= Requirement =
Could you write out every line from the start of the entries down to the line containing "[[[100,214],[116,211],[115,197],[101,197],[95,198],[95,207]]]", that line included, adding 80 to each coordinate in the answer outlines and leaving the pictures out?

(Dataset records)

*-*-*

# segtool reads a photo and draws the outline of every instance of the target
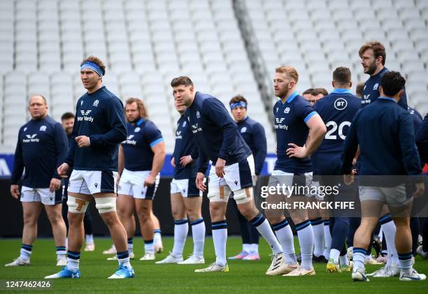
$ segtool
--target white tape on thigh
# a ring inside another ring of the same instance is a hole
[[[76,198],[69,195],[67,199],[67,206],[69,211],[75,214],[84,214],[89,205],[89,201]]]
[[[227,186],[209,186],[206,196],[210,202],[227,202],[230,195],[230,189]]]
[[[252,187],[247,187],[234,191],[234,199],[236,204],[245,203],[252,200]]]
[[[100,214],[116,211],[115,197],[101,197],[95,198],[95,207]]]

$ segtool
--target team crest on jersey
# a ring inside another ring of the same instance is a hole
[[[348,106],[348,102],[343,98],[338,98],[334,101],[334,108],[338,110],[343,110]]]

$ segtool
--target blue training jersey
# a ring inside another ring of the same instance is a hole
[[[320,175],[340,172],[343,142],[360,104],[360,99],[350,90],[335,89],[313,105],[327,128],[321,145],[311,156],[313,169]]]
[[[12,184],[17,184],[25,168],[23,186],[48,188],[52,178],[60,179],[57,168],[68,151],[67,135],[61,124],[49,116],[31,119],[18,133]]]
[[[382,71],[369,78],[369,80],[364,82],[364,88],[363,89],[363,96],[361,98],[361,107],[364,108],[370,103],[376,101],[380,92],[379,92],[379,87],[380,86],[380,80],[383,75],[389,72],[390,70],[384,67]],[[403,93],[403,96],[399,101],[398,104],[407,110],[407,96],[406,94],[406,89]]]
[[[262,124],[247,116],[236,123],[241,135],[251,149],[254,156],[255,174],[259,175],[263,169],[267,153],[267,144],[264,128]]]
[[[350,173],[358,145],[359,175],[421,173],[411,115],[390,98],[380,97],[354,117],[343,147],[343,174]]]
[[[180,159],[194,153],[197,149],[196,142],[190,126],[184,115],[182,115],[177,122],[177,130],[176,131],[176,146],[173,156],[175,160],[174,179],[192,179],[197,176],[198,172],[198,163],[197,159],[183,166],[180,163]]]
[[[152,147],[164,141],[161,131],[148,119],[127,124],[128,137],[122,142],[124,168],[132,171],[151,170],[155,153]]]
[[[428,114],[424,117],[416,132],[416,144],[421,160],[428,163]]]
[[[213,165],[217,158],[224,159],[226,165],[229,166],[251,155],[251,150],[239,133],[236,124],[223,103],[215,97],[197,92],[185,116],[198,145],[198,172],[205,173],[208,159]]]
[[[273,106],[278,155],[275,170],[295,174],[312,171],[312,164],[308,157],[290,158],[286,151],[291,147],[289,143],[294,143],[300,147],[306,143],[309,133],[306,122],[316,115],[317,112],[309,102],[297,91],[284,103],[280,99],[276,102]]]
[[[74,140],[90,138],[90,146],[79,148]],[[104,86],[86,93],[77,102],[69,155],[65,161],[75,170],[117,170],[119,144],[127,138],[122,101]]]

*-*-*

= Result for this exercise =
# segtool reads a photo and draws the outline of every instance of the target
$ segtool
--target white tape on thigh
# a ring inside another ring of the same instance is a hole
[[[156,278],[149,275],[147,279],[147,286],[149,291],[155,294],[164,294],[169,285],[169,281]]]
[[[307,266],[289,266],[286,276],[290,282],[307,282],[310,275],[310,269]]]
[[[332,267],[327,267],[314,271],[314,279],[316,284],[325,283],[332,280]]]
[[[180,294],[196,291],[195,277],[181,277],[175,278],[175,287]]]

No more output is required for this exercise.